Non è certo un caso che all’esame di stato depotenziato del 2021, con la giustificazione in parte opportunistica della emergenza sanitaria, si sia accompagnato il varo del portfolio dello studente, uno strumento classista che certifica tutte le attività svolte sia all’interno della scuola (con focus particolare su tutte le attività tipiche della “neoscuola” come alternanza scuola-lavoro, progetti, ecc. ecc.) che all’esterno (corsi di musica, inglese, ecc. debitamente pagati e poi certificati).

Abbiamo di fronte due strumenti posti al termine del ciclo di studi: un esame di stato che garantisce uniformità ed eguaglianza e un portfolio che al contrario esalta la concezione ultraliberista dello studente-monade, artefice del proprio percorso scolastico diversificato per ognuno e perciò fortemente condizionato dalla provenienza culturale e d economica.

Affinché il portfolio dello studente acquisisca centralità è necessario depotenziare lo strumento storico della “certificazione”, cioè quell’esame di stato che garantisce uniformità a livello nazionale e che si erge come “certificatore pubblico”, gratuito e riconosciuto costituzionalmente.

**Dati forniti**

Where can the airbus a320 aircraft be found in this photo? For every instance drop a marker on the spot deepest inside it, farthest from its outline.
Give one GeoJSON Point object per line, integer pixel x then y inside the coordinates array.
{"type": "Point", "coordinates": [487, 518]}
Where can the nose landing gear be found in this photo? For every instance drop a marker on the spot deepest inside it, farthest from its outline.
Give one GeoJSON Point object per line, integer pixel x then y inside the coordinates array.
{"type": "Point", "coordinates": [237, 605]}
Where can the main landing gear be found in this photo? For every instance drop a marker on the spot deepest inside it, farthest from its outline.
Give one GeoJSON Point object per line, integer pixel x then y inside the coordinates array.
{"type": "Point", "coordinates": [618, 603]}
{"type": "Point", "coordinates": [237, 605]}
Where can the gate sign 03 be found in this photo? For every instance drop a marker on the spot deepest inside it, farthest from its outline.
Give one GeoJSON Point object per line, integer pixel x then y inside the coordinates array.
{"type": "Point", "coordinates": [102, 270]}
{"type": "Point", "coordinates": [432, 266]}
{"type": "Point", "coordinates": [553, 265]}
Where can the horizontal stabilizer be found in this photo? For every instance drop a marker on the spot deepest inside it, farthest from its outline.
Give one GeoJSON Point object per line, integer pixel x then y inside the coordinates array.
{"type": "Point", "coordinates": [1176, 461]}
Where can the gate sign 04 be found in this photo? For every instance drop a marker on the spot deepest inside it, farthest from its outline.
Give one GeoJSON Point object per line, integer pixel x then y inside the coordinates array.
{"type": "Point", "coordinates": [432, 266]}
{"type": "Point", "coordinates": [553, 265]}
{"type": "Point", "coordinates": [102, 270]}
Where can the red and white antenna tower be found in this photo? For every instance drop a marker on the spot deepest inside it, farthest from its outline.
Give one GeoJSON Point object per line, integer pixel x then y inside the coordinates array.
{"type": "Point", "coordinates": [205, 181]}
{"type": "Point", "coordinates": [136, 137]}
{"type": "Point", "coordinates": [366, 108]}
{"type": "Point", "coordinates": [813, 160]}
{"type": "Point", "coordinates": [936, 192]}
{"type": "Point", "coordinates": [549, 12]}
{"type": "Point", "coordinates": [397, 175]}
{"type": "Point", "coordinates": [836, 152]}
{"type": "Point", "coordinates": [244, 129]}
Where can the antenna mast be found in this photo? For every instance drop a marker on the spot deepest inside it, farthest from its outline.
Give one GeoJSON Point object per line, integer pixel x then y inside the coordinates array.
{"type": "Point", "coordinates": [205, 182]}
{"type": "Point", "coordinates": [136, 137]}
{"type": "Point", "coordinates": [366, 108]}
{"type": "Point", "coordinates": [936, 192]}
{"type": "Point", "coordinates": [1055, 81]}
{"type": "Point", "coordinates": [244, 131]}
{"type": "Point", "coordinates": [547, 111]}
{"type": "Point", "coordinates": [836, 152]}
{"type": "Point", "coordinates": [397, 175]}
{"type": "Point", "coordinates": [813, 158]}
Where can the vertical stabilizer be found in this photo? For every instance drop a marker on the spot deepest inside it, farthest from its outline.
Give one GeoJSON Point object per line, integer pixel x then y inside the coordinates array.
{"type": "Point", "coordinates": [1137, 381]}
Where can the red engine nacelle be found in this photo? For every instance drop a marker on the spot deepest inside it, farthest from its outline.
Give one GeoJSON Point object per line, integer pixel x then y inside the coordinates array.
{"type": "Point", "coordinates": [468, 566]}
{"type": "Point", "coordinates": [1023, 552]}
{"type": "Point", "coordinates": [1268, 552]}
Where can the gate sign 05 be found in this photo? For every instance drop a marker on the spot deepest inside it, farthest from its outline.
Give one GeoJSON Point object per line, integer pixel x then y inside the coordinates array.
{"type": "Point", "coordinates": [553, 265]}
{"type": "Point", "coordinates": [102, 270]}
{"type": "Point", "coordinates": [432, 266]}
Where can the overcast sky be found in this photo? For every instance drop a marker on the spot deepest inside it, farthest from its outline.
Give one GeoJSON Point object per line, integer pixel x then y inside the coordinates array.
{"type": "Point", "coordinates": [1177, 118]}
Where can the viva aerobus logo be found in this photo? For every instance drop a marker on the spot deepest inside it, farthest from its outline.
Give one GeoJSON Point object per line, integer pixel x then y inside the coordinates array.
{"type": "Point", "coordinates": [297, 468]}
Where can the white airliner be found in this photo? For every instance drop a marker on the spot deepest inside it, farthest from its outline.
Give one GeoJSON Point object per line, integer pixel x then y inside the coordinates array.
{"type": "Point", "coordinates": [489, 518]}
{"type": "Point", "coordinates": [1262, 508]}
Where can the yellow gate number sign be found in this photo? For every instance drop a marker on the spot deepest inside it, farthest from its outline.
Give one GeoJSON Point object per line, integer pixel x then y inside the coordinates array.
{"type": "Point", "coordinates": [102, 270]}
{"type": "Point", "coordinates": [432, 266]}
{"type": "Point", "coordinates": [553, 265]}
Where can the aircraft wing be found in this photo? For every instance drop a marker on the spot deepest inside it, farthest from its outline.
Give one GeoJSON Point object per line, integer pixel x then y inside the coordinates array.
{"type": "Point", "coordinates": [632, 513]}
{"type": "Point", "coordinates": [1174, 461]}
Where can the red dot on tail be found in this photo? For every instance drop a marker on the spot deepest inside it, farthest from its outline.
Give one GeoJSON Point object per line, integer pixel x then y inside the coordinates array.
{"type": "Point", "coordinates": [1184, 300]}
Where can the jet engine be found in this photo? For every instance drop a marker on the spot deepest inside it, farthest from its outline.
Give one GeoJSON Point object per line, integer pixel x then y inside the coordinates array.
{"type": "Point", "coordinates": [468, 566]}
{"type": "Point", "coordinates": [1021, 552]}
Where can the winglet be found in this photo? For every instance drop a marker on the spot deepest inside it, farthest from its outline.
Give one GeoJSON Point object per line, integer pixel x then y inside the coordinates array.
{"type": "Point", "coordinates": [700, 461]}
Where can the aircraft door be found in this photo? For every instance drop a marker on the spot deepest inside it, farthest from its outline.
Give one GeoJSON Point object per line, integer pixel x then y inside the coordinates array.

**Consegne di lavoro**
a - Nel testo sul portfolio dello studente, quali due caratteristiche vengono attribuite all'esame di stato come "certificatore pubblico"?
b - Riscrivi come elenco puntato il paragrafo del testo sul portfolio dello studente che inizia con "Abbiamo di fronte due strumenti", mantenendo le informazioni principali.
c - Scrivi il seguito del testo sul portfolio dello studente, riprendendo dopo la sua ultima frase.
Le righe non hanno alcun ruolo in questo lavoro.

**Risposte fornite**
a - È gratuito e riconosciuto costituzionalmente.

b -
- Al termine del ciclo di studi ci sono due strumenti.
- L'esame di stato garantisce uniformità ed eguaglianza.
- Il portfolio, al contrario, esalta la concezione ultraliberista dello studente-monade, artefice di un percorso scolastico diverso per ognuno.
- Per questo quel percorso è fortemente condizionato dalla provenienza culturale ed economica.

c -
Inoltre, in tempi di rilancio del progetto dell’autonomia differenziata, un esame uniformato e unico sul territorio nazionale rappresenta un ostacolo da eliminare per favorire la deregulation del sistema nazionale di formazione.

Nuovamente la pandemia, come succede in molti ambiti, viene utilizzata come pretesto per introdurre modifiche strutturali da cui difficilmente si tornerà indietro.

Quest’anno il ministro Bianchi (attirato da una parte da un appello firmato da migliaia di studenti che chiedevano un esame semplificato, e stretto dalla reazione del corpo docente e da appelli firmati da vari intellettuali) ha deciso di agire con gradualità; i “riformatori” lo sanno bene che le innovazioni palesemente regressive vanno introdotte con parsimonia, altrimenti si rischia di ottenere un’opposizione che farebbe mancare l’obiettivo.

E’ innegabile però che anche quest’anno l’esame di stato, nella sua caratteristica nazionale e costituzionale, esce depotenziato e, nonostante la soddisfazione di molti per il mantenimento della prova nazionale di italiano, il percorso pare tracciato e ne va colto, insieme all’aspetto didattico che molti osservatori hanno messo in evidenza, anche quello squisitamente politico, un altro dei tasselli  che giorno per giorno stanno affossando la scuola pubblica.

Oggi difendere l’esame di stato significa difendere la scuola pubblica dagli appetiti di chi punta da anni a svalutarla, a eliminarne la centralità e l’importanza, a minare il suo portato costituzionale. Stanno cercando di far scivolare la scuola italiana verso un luogo di certificazioni co-gestite con enti esterni, un modello di scuola che si sposa perfettamente con quella didattica per competenze, frammentata e segmentata, che a forza è entrata nel quotidiano della didattica.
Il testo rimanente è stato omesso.